START DOCUMENT EXTRACT

Fortunately, it turns out that BDD’s a bit easier to tame than Cerberus, and it works best if you involve other people from the outset.

The first thing we do with BDD is have a bit of a conversation. If I know nothing about a project, I’ll ask someone to tell me about it, and whenever I think it’s useful, I ask the magic question: “Can you give me an example?”

If they aren’t specific enough – for instance, they say that there are these twelve labours they have to do – I’ll get them to be more specific. “Can you give me an example of a labour?” Labour to me means Jeremy Corbyn, not wrestling the Nemean Lion, so having these conversations helps me to find out about any misunderstandings early.

Eventually, we end up with something we can think about in concrete terms. There’s a template that we use in BDD – Given a context, when an event happens, then an outcome should occur – but even without the template, having a concrete example which starts from some context, has an event happen and ends with a desired outcome (or the best possible outcome that we can reasonably expect to happen, at least) is useful. It lets us talk about those scenarios, and ask questions about other scenarios that might exist.

END DOCUMENT EXTRACT

§ STUDY QUESTIONS
a) In one to three sentences, explain why the author of the BDD excerpt asks for an example of a labour.
b) Turn the paragraph of the BDD excerpt beginning "Eventually, we end up" into a short bulleted list that keeps its main facts.
The items come from a separate source with no link to the BDD excerpt.

START INFORMATION PROVIDED

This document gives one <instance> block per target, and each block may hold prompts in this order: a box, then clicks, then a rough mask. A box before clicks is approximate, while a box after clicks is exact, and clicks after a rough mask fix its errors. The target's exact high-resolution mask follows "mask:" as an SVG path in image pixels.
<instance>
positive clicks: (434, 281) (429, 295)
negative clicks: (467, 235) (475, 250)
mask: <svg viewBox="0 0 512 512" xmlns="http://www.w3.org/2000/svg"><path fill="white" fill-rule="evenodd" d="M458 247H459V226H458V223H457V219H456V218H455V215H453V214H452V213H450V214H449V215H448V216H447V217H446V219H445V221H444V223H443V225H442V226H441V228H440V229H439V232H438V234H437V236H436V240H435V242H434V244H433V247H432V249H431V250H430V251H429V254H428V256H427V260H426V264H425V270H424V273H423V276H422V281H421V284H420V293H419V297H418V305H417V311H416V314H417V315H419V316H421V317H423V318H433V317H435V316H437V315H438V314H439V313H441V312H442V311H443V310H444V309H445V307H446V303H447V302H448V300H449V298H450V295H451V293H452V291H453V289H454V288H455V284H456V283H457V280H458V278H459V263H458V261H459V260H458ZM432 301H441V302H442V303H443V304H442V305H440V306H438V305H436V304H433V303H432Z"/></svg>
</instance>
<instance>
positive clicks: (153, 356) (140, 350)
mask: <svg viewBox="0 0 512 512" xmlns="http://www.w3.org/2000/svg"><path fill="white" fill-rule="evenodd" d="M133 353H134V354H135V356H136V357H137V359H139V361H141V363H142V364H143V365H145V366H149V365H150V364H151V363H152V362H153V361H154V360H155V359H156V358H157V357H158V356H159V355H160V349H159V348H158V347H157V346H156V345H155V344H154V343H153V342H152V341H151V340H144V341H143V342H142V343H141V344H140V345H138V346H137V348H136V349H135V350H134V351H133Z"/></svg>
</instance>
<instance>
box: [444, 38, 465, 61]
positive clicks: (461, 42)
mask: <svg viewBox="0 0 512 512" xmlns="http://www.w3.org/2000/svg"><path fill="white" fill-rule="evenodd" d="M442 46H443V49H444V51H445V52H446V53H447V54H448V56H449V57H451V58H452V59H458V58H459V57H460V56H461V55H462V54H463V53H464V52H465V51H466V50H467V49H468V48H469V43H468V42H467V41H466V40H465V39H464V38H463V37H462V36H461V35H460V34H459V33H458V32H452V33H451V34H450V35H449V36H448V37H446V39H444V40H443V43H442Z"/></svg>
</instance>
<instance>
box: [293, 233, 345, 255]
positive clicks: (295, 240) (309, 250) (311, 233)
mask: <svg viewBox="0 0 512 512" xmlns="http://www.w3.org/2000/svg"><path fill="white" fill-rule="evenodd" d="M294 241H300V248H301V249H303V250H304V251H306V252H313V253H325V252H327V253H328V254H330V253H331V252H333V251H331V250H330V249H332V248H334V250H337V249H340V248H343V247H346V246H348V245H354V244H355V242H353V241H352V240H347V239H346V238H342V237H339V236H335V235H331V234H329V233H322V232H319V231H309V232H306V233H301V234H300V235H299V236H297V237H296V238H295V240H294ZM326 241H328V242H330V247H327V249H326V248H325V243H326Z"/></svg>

END INFORMATION PROVIDED

§ EXERCISE RESPONSES
a) To the author, "labour" means Jeremy Corbyn, not wrestling the Nemean Lion. Asking for a specific example helps uncover misunderstandings like this early.

b)
- The conversations eventually produce something that can be thought about in concrete terms.
- BDD uses a template: Given a context, when an event happens, then an outcome should occur.
- Even without the template, a concrete example is useful if it starts from a context, has an event happen and ends with a desired outcome (or the best outcome that can reasonably be expected).
- Such examples let us discuss those scenarios and ask about other scenarios that might exist.